* _Excerpted text_
____________
For those in commodity futures trading, RJO Futures also explains that commodity futures spreads are considered a lower risk, and you don’t have to be an expert to get started.

“Commodity futures spreads are less sensitive to market moves than a pure commodity future position, and can provide a more conservative addition to an existing futures trading portfolio,” it says.

Investors of any expertise level can take advantage of spread trading commodity futures, but you shouldn’t proceed blindly. Some strategies work better than others, and the more you experiment and understand the market, the better off you’ll be.

Start with Research

Spread trading takes extensive analysis of relative supply and demand, and since you’re doing it for two contracts instead of one, it can be a cumbersome task. However, most small speculators find it worthwhile because of the profit potential and low volatility.

All successful spread trades start with research on securities, earnings announcements, and other economic metrics. You might also subscribe to publications specializing in commodity futures or spread trading to stay up-to-date on the latest news, charts, meeting dates, quarterly reporting updates, dividend dates, analysts’ ratings, and more.

Start Small

Commodity futures traders without experience in spread trading shouldn’t do too much at one time. Because of the thorough research that’s required, spread trading can be precise, and small mistakes can ultimately yield major issues. By starting smaller than you think you can handle, you’ll get more in-depth, hands-on experience that will promote a growing strategy.

Contango and Backwardation Markets

A market is in a state called Contango, when the deferred months cost more than the front months. On a graph, it appears as an upward sloping curve. It might also be called a “normal market.”

A backwardation market is the opposite of Contango, when the forward contracts are trading higher than the deferred. This might also be referred to as “inverted” markets, and will appear with a downward, sloping curve on a graph. It usually indicates a substantial supply issue or an uneven increase in demand.

Spread traders can take advantage of trading in either backwardation or Contango markets for a lower-risk investment if they understand the factors affecting the slope. Watching the markets carefully and looking for that upward curve on trading graphs can help you make safer bets.

Track Market Changes

You’ll typically see the most movement in a market when the U.S. market first opens and during the first 30-60 minutes of a trading session. Speculators who apply their spread trading strategies in this window have higher potential for reward, but there’s also greater risk.
____________
* _Rows_
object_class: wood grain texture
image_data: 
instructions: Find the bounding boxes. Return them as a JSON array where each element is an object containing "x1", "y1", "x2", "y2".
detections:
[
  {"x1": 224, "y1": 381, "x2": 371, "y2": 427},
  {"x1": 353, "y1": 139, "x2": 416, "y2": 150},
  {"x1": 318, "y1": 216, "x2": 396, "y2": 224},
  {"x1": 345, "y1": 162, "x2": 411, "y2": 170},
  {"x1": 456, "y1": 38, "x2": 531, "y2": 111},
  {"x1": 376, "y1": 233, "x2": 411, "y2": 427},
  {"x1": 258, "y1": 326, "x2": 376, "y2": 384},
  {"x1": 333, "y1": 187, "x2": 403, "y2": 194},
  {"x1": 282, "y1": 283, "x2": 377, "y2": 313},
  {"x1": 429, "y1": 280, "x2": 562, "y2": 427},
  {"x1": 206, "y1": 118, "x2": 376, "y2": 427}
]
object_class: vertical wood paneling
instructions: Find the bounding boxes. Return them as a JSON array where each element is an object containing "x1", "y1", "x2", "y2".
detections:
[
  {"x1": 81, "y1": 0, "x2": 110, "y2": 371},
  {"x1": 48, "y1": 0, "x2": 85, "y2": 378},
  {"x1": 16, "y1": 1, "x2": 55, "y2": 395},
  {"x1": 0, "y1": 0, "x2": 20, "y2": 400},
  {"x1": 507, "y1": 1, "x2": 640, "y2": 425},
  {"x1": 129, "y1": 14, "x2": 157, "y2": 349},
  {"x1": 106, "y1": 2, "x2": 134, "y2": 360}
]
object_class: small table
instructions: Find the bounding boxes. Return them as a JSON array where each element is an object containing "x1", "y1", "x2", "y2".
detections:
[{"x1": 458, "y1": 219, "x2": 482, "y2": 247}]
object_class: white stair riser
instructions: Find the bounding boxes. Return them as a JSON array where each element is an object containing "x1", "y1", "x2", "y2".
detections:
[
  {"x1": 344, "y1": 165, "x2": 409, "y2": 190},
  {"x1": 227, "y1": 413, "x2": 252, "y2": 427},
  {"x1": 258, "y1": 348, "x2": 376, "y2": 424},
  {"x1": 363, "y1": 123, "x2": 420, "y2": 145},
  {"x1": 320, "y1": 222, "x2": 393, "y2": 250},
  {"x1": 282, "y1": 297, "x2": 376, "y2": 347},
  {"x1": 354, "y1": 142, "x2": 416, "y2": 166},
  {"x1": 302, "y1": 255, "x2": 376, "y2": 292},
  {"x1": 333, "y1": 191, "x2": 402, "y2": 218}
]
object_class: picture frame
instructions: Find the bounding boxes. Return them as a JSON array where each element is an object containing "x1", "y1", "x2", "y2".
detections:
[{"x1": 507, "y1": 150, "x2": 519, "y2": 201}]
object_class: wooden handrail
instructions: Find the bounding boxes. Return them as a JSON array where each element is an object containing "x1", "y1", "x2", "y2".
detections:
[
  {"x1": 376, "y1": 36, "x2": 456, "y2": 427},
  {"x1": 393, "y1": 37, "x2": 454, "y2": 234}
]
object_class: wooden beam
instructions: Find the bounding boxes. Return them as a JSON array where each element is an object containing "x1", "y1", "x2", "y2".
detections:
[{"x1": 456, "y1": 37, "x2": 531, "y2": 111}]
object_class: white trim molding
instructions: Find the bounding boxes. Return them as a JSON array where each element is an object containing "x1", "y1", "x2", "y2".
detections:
____________
* _Task_
Change "graph" to "chart" in the commodity futures spreads text from "A market is" to "increase in demand.", and write out that stretch again.

* _Task response_
A market is in a state called Contango, when the deferred months cost more than the front months. On a chart, it appears as an upward sloping curve. It might also be called a “normal market.”

A backwardation market is the opposite of Contango, when the forward contracts are trading higher than the deferred. This might also be referred to as “inverted” markets, and will appear with a downward, sloping curve on a chart. It usually indicates a substantial supply issue or an uneven increase in demand.